━━ Records for the exercise ━━
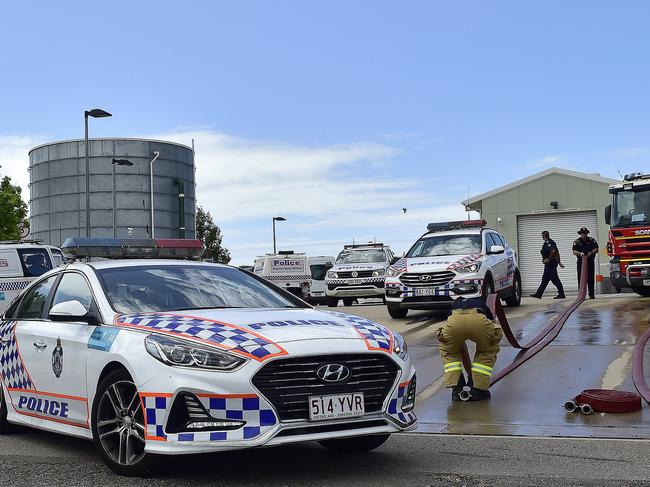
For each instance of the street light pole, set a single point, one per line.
(276, 219)
(156, 154)
(95, 113)
(117, 162)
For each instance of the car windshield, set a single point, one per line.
(446, 245)
(140, 289)
(631, 208)
(318, 271)
(361, 256)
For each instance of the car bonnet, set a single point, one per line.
(260, 333)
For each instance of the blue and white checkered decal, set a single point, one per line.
━━━
Exercise =
Rewrite the records with each "set" changed to "mark" and all other text left unchanged. Omit the pictures from your answer.

Solution for this task =
For each instance of the street light pole, mark a single point, one per line.
(276, 219)
(156, 154)
(95, 113)
(117, 162)
For each instance of the car windshield, mark a single point, one per line.
(446, 245)
(140, 289)
(631, 208)
(318, 271)
(361, 256)
For each instance of the car bonnet, mark a single point, one per line.
(260, 333)
For each instance of the blue and white checkered decal, mark a single point, one per line.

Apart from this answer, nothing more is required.